Reproduisez fidèlement le passage de l'article sur la fin du consensus entre Nidaa Tounes et Ennahdha, depuis « Le vieux briscard » jusqu'à « pierre plusieurs coups. » inclus.

### Texte source
● ● ● ● ●
Les islamistes subiront seuls désormais l'usure du pouvoir
Fin du consensus Ennahdha-nidaa Tounes
Le président de la République Béji Caïd Essebsi a annoncé, lundi soir, la rupture du consensus entre le parti Nidaa Tounes, dont il est le fondateur, et le mouvement islamiste Ennahdha.
«La relation entre Béji Caïd Essebsi et Ennahdha est terminée depuis la semaine dernière. C'est Ennahdha qui l'a voulu», a-t-il affirmé dans un entretien accordé à la chaîne privée El Hiwar Ettounsi.
Le président de la République Béji Caïd Essebsi a annoncé, lundi soir, la rupture du consensus entre le parti Nidaa Tounes, dont il est le fondateur, et le mouvement islamiste Ennahdha.
«La relation entre Béji Caïd Essebsi et Ennahdha est terminée depuis la semaine dernière. C’est Ennahdha qui l’a voulu», a-t-il affirmé dans un entretien accordé à la chaîne privée El Hiwar Ettounsi.
«Le consensus et la relation entre Ennahdha et moi sont arrivés à leur terme lorsqu’ils ont choisi de former une autre alliance avec (le Premier ministre) Youssef Chahed», a-t-il aussi déclaré. Et d’ajouter : «Ils ont choisi ce chemin. Je leur souhaite bon vent». Visiblement amer, le locataire du palais de Carthage semble regretter d’avoir défendu le mouvement issu de la mouvance des Frères musulmans, dont la mue annoncée en parti civil nourrit la suspicion aussi bien en Tunisie qu’aux yeux de certains partenaires étrangers du pays.
«J’ai fait partie de ceux qui ont défendu Ennahdha, et j’en ai payé le prix», a-t-il lâché.
Le vieux briscard de la politique aujourd’hui âgé de 93 ans, a-t-il ainsi abdiqué face au jeune loup Youssef Chahed, qui a ingénieusement pu conjurer le risque de sa destitution par l’assemblée des représentants du peuple (ARP), en s’assurant l’appui du groupe parlementaire du mouvement Ennahdha (68 députés) et, potentiellement, du bloc de la Coalition nationale (43 députés)? Rien n’est moins sûr. Selon certains observateurs avertis, le fondateur de Nidaa Tounes a finalement tenté un ultime coup de poker qui pourrait se révéler gagnant.
En signant l’arrêt de mort du consensus entre son parti et celui de son frèreennemi Rached Ghannouchi, le président de la République chercherait à faire d’une pierre plusieurs coups.
Il s’agit d’abord de mettre en relief la «haute trahison» de ses anciens alliés islamistes et prévenir tous ceux qui s’en rapprochent, y compris l’actuel chef du gouvernement, Youssef Chahed, qui doit essentiellement sa survie politique au soutien que lui a apporté le mouvement Ennahdha.
Remettre Nidaa dans une posture d’opposition à Ennahdha
Le président de la République semble également vouloir coller l’étiquette de l’allié privilégié des islamistes à son poulain rebelle, Youssef Chahed, et compromettre ainsi ses chances au cas où il se résoudrait à créer sa propre formation politique sur les cendres de Nidaa Tounes et à briguer la magistrature suprême.
● ● ● ● ●
### Données extraites
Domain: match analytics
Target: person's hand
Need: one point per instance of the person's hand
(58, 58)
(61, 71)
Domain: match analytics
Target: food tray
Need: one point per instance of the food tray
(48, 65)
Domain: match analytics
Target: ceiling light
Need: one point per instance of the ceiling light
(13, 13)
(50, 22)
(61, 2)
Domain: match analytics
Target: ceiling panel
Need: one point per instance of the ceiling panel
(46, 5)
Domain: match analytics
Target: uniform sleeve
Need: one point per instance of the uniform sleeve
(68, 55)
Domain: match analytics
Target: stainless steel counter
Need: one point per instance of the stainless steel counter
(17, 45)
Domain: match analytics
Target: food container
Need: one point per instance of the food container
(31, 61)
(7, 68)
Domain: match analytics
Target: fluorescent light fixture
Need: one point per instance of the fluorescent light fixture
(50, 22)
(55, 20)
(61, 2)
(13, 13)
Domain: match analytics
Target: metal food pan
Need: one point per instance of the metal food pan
● ● ● ● ●
### Réponse attendue
Le vieux briscard de la politique aujourd’hui âgé de 93 ans, a-t-il ainsi abdiqué face au jeune loup Youssef Chahed, qui a ingénieusement pu conjurer le risque de sa destitution par l’assemblée des représentants du peuple (ARP), en s’assurant l’appui du groupe parlementaire du mouvement Ennahdha (68 députés) et, potentiellement, du bloc de la Coalition nationale (43 députés)? Rien n’est moins sûr. Selon certains observateurs avertis, le fondateur de Nidaa Tounes a finalement tenté un ultime coup de poker qui pourrait se révéler gagnant.
En signant l’arrêt de mort du consensus entre son parti et celui de son frèreennemi Rached Ghannouchi, le président de la République chercherait à faire d’une pierre plusieurs coups.